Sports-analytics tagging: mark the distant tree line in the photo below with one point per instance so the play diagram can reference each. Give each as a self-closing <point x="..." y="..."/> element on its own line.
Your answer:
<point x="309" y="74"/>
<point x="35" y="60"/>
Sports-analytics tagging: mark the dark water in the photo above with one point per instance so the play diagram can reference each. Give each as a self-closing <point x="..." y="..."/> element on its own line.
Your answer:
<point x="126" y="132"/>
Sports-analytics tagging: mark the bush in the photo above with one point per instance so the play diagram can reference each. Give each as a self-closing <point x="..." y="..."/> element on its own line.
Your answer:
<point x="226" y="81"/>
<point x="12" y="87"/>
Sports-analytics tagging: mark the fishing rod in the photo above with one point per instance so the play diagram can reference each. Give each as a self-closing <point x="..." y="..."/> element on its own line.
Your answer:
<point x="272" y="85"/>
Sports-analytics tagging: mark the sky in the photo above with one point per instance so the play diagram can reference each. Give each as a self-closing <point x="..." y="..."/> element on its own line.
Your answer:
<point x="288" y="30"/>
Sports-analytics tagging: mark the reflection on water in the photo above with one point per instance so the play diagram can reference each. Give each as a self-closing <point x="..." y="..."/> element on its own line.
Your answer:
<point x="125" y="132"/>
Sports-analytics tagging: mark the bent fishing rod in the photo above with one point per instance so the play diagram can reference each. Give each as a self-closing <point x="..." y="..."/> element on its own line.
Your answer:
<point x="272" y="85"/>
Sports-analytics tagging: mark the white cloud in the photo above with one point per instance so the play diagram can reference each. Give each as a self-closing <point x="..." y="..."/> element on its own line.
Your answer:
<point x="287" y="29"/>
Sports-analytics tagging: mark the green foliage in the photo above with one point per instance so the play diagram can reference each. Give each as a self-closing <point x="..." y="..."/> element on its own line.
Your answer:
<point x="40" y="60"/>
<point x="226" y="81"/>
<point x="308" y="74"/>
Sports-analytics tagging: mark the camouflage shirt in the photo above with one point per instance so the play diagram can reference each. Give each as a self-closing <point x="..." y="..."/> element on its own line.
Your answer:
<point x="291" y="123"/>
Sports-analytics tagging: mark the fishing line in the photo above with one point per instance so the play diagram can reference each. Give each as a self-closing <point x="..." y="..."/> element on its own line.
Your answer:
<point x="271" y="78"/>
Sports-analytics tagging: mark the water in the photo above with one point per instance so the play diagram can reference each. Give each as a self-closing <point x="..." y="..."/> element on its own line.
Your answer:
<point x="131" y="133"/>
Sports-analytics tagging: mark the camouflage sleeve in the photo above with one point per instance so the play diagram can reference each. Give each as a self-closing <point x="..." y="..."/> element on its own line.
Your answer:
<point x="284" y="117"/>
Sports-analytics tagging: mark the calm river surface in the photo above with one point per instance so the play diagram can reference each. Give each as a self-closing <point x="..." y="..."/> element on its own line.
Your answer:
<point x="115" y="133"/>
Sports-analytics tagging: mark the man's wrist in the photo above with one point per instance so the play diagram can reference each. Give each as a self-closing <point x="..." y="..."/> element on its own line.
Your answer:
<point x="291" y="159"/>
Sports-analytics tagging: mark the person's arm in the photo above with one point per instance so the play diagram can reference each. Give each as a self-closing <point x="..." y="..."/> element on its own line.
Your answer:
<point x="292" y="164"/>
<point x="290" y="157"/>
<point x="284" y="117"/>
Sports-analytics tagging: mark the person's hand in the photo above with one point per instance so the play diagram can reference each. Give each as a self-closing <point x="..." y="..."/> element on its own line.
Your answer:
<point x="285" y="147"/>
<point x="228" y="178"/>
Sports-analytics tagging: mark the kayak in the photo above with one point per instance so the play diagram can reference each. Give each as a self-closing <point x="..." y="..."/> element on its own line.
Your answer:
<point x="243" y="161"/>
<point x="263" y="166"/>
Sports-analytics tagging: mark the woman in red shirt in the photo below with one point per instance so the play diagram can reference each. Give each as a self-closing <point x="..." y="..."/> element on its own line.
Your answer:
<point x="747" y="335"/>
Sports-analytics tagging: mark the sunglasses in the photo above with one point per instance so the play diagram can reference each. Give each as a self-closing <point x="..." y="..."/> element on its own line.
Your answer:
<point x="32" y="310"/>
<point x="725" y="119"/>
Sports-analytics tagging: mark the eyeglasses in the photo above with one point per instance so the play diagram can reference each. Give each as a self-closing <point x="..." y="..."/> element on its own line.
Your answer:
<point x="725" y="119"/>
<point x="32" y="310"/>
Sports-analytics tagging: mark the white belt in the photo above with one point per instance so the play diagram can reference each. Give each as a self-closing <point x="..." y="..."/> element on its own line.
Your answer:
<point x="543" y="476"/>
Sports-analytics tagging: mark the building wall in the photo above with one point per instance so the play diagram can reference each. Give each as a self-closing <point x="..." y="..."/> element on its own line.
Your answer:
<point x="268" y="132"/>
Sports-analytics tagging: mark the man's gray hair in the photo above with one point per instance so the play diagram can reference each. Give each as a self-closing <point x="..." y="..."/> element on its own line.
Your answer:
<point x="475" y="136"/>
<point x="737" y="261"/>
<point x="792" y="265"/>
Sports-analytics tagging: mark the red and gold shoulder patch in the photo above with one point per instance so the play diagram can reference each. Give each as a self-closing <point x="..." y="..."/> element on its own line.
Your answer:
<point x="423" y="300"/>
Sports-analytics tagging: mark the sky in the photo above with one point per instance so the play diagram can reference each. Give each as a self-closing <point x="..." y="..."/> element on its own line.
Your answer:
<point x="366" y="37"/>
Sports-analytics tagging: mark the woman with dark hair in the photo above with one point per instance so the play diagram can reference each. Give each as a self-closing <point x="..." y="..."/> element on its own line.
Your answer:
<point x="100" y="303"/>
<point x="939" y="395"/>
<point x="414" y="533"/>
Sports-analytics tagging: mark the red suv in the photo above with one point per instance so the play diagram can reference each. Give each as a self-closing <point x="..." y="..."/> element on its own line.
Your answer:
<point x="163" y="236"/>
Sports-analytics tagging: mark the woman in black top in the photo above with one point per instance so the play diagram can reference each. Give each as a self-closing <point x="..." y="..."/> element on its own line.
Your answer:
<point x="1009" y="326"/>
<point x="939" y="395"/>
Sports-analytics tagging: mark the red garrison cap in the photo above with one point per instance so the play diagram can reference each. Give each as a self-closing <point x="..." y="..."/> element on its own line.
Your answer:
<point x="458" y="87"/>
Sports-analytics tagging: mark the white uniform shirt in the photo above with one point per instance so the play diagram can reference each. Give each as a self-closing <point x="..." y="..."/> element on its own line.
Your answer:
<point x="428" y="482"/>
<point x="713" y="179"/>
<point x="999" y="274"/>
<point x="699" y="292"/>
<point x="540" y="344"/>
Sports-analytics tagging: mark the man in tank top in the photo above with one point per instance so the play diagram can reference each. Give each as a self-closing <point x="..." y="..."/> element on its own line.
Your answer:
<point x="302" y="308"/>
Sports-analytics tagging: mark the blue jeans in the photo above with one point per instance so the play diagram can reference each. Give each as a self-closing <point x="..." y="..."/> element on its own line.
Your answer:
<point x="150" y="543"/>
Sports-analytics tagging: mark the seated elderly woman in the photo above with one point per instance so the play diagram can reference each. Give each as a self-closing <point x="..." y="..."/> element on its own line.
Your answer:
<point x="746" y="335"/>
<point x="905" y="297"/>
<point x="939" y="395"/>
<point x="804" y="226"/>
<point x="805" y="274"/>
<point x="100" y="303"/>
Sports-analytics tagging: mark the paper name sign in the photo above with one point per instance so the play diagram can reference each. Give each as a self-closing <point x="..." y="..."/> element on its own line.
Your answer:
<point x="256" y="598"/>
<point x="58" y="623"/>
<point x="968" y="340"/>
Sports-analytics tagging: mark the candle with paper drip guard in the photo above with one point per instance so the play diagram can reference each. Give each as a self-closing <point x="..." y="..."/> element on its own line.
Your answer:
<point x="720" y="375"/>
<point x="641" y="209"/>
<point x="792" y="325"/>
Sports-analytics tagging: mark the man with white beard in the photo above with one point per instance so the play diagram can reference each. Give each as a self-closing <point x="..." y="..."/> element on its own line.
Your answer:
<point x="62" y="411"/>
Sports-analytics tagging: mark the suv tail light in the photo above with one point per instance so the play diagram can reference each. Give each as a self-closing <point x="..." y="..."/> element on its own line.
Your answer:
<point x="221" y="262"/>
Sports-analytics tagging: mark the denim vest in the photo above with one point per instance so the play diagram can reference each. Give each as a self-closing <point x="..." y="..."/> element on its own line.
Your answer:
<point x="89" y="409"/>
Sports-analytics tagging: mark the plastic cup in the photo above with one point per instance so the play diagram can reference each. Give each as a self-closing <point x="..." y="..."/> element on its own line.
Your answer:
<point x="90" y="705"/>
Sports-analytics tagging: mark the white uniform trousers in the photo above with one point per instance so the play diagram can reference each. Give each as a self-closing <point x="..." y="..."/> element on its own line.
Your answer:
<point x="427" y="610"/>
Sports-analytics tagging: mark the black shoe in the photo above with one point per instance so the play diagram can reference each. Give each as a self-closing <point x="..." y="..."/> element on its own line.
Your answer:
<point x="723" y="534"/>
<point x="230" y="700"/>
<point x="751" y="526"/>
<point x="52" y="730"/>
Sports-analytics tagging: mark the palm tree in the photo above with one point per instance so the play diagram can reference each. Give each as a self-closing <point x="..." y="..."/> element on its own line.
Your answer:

• What the exercise asks:
Locate "Sports-analytics tagging: mark the plastic" in the data above. Then repeat, exactly, its line and each line after it through the last, adding nothing.

• Result of the exercise:
Sports-analytics tagging: mark the plastic cup in the photo above with one point per instance so the play diagram can reference each. Give each as a self-closing <point x="..." y="..."/> element on its own line.
Your answer:
<point x="90" y="705"/>
Sports-analytics tagging: mark the white uniform trousers in the photo above with one point per instance so the play diagram can reference each. Give each as a self-closing <point x="..." y="..."/> element on its own line.
Your answer:
<point x="427" y="610"/>
Sports-analytics tagging: mark the black shoe in the photo above with one point per instance so the play diagram can reference each. Give each as a self-closing <point x="..." y="..."/> element on its own line.
Your answer:
<point x="723" y="534"/>
<point x="230" y="700"/>
<point x="751" y="526"/>
<point x="52" y="730"/>
Sports-analytics tagging: mark the palm tree in the photo above with one point per instance so the play diagram can reference each. Give each as a self-closing <point x="..." y="..."/> element on its own line.
Your answer:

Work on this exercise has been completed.